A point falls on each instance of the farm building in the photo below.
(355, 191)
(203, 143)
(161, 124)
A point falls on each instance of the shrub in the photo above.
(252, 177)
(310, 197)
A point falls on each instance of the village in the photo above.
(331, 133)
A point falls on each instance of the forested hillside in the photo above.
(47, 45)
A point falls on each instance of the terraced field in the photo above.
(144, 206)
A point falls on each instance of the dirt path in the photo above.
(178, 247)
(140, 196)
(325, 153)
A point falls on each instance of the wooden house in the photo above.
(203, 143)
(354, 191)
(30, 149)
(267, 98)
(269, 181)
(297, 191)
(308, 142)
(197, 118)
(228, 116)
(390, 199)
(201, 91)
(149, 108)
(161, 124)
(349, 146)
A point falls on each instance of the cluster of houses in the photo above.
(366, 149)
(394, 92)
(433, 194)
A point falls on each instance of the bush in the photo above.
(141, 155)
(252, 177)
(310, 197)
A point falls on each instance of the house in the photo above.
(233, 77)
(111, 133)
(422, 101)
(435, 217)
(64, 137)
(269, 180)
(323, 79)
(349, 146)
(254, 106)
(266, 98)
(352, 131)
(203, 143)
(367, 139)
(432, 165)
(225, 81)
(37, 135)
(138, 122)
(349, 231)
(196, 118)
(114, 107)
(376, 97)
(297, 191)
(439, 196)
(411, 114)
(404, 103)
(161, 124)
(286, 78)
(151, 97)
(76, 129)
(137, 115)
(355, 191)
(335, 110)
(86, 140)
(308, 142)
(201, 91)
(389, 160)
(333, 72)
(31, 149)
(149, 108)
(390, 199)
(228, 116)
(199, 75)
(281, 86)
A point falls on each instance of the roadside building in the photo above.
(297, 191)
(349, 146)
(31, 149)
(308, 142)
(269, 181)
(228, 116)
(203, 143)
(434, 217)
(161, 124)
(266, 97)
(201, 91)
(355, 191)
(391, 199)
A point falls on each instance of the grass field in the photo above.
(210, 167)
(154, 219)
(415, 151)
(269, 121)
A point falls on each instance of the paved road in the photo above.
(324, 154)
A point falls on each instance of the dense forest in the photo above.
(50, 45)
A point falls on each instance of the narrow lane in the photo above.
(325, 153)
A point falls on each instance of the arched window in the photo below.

== == ==

» **GOAL**
Give back exactly the lines that run from the line with "A point falls on each instance of the cluster" through the close of the material, counting both ends, and nothing more.

» **FINAL RESULT**
A point falls on each instance of the cluster of houses in the photo above.
(366, 149)
(394, 92)
(433, 194)
A point falls on each instance of the bush in the photo above.
(141, 155)
(252, 177)
(310, 197)
A point falls on each instance of the house in the photo above.
(233, 77)
(111, 133)
(422, 101)
(435, 217)
(64, 137)
(269, 180)
(323, 79)
(349, 146)
(254, 106)
(266, 98)
(352, 131)
(203, 143)
(367, 139)
(432, 165)
(225, 81)
(37, 135)
(138, 122)
(349, 231)
(196, 118)
(114, 107)
(376, 97)
(297, 191)
(439, 196)
(411, 114)
(404, 103)
(161, 124)
(286, 78)
(151, 97)
(76, 129)
(137, 115)
(355, 191)
(335, 110)
(86, 140)
(308, 142)
(201, 91)
(389, 160)
(333, 72)
(31, 149)
(149, 108)
(390, 199)
(228, 116)
(199, 75)
(281, 86)
A point falls on each instance of the roadside building in the photo above.
(297, 191)
(349, 146)
(31, 149)
(308, 142)
(269, 181)
(228, 116)
(203, 143)
(434, 217)
(161, 124)
(266, 97)
(201, 91)
(355, 191)
(391, 199)
A point falls on each instance of the grass field in the photo above.
(210, 167)
(154, 219)
(415, 151)
(269, 121)
A point falls on each instance of the paved road in the photo above.
(324, 154)
A point falls on each instance of the dense forest in the photo above.
(50, 45)
A point falls on each instance of the narrow lane in the photo above.
(325, 153)
A point falls on each instance of the arched window in the photo below.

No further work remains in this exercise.